→ Source extract:
What If: Is a New American Civil War the Only Possible Future Insurrection?

Talk of civil war in the United States stretches the imagination, but only so far. After all, the United States already had a Civil War in the 19th century and the 1960s protests against the Vietnam War and for civil rights showed a very polarized and violent country. How far were our imaginations stretched in the 1960s? The 1968 movie if…. masterfully shows what happens when a group of boys stage a violent insurrection in an English private school. The film won several awards, including the Palme d’Or at the Cannes Film Festival and was named the 12th greatest British film of the 20th century. In 2017, a magazine poll of screen professionals ranked it the 9th best British film ever. It was also criticized for being “incendiary” and “subversive.”

But being “incendiary” and “subversive” was the whole point of the movie.

A similar “incendiary” and “subversive” film was the 1967 classic Japanese Rebellion in which Toshiro Mifune refuses to obey the local Lord and fights back for the honor of his family. It was often shown as part of a summer double feature with Casablanca on the Upper West Side of New York. The audience would rise with clenched fists to shout approval when Mifune refused the local shogun’s orders and the packed house also rose to sing La Marseillaise in Casablanca with Victor Lazlo (Paul Henreid) when he defiantly leads the band at Rick’s Café to sing the French anthem over the German occupiers singing Die Wacht am Rhein.

If proper British lads could turn against their school masters, and savagely so, if Mifune could go against years of Japanese vassals’ unquestioned obedience to their lords, if Victor Lazlo could defy German occupiers at the height of their power, what could be next? The three movies pose a question that deserves constant reflection. If the 1960s produced counterculture movements with political upheavals, how can we answer the question of if…., Rebellion and Casablanca today?

The obvious answer is a civil war in the United States pitting red-hat wearing MAGAS against Democrats, progressives, nihilists and traditional Republicans. And beyond superficial political groups, one should not count out militias such as the Proud Boys and Oath Keepers. The 2022 mid-terms and/or 2024 presidential elections could turn to violence similar to the 1968 convention street riots in Chicago and Miami, if not worse. The January 6 attack on the Capitol could be the beginning of something much larger despite the arrests and convictions of many of the protest’s leaders.

→ Actions to take:
- A) In the essay above on a possible new American civil war, what award did the 1968 movie if…. win at the Cannes Film Festival?
- B) Does the essay above on a possible new American civil war support each of these statements: (i) Rebellion was released in 1967; (ii) a 2017 magazine poll of screen professionals ranked the 1968 movie about an insurrection in an English private school the 12th best British film ever; (iii) Rebellion was shown in a summer double feature with Casablanca on the Upper East Side of New York?

→ Information provided:
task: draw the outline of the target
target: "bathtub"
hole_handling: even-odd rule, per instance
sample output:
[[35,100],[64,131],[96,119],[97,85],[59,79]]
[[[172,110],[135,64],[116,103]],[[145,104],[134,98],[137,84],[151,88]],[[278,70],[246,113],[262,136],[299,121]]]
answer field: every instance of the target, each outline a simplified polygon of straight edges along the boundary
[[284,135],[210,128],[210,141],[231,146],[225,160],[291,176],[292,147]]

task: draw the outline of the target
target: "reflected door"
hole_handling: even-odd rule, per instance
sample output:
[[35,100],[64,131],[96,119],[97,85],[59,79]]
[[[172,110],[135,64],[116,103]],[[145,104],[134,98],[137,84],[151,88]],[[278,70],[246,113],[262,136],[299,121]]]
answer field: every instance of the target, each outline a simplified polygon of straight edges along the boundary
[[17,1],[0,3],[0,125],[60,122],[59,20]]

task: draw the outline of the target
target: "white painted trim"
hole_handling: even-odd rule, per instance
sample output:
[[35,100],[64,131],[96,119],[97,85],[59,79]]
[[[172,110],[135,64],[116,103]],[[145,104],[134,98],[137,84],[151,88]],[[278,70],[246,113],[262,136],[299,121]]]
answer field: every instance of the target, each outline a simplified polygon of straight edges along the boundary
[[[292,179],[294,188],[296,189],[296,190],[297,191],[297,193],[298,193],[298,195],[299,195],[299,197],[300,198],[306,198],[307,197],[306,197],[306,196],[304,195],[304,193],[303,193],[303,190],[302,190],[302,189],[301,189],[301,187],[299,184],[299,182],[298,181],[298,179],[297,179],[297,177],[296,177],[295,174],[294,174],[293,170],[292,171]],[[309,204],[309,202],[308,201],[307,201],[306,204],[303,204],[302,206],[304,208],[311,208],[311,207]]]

--

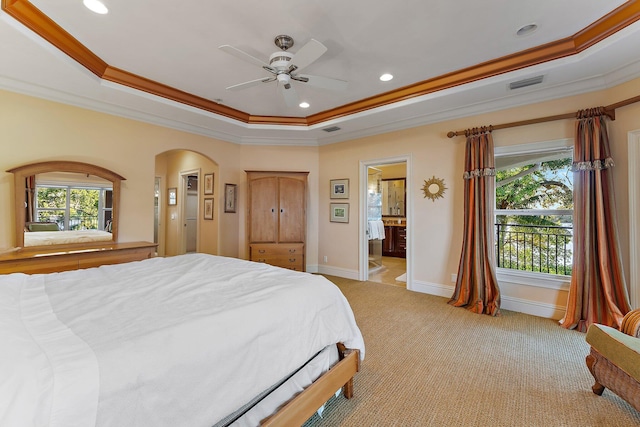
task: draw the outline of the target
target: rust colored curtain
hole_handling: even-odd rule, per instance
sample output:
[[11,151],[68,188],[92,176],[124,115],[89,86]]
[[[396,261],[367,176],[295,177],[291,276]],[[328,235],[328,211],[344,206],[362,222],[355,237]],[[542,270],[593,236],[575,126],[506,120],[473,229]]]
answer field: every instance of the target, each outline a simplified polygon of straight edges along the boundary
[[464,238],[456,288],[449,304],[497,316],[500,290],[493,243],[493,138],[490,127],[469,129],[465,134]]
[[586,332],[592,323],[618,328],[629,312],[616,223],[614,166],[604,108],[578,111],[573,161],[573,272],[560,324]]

→ Answers to the exercises:
- A) The Palme d’Or.

- B)
(i) Yes: "the 1967 classic Japanese Rebellion"
(ii) No: "In 2017, a magazine poll of screen professionals ranked it the 9th best British film ever."
(iii) No: "It was often shown as part of a summer double feature with Casablanca on the Upper West Side of New York."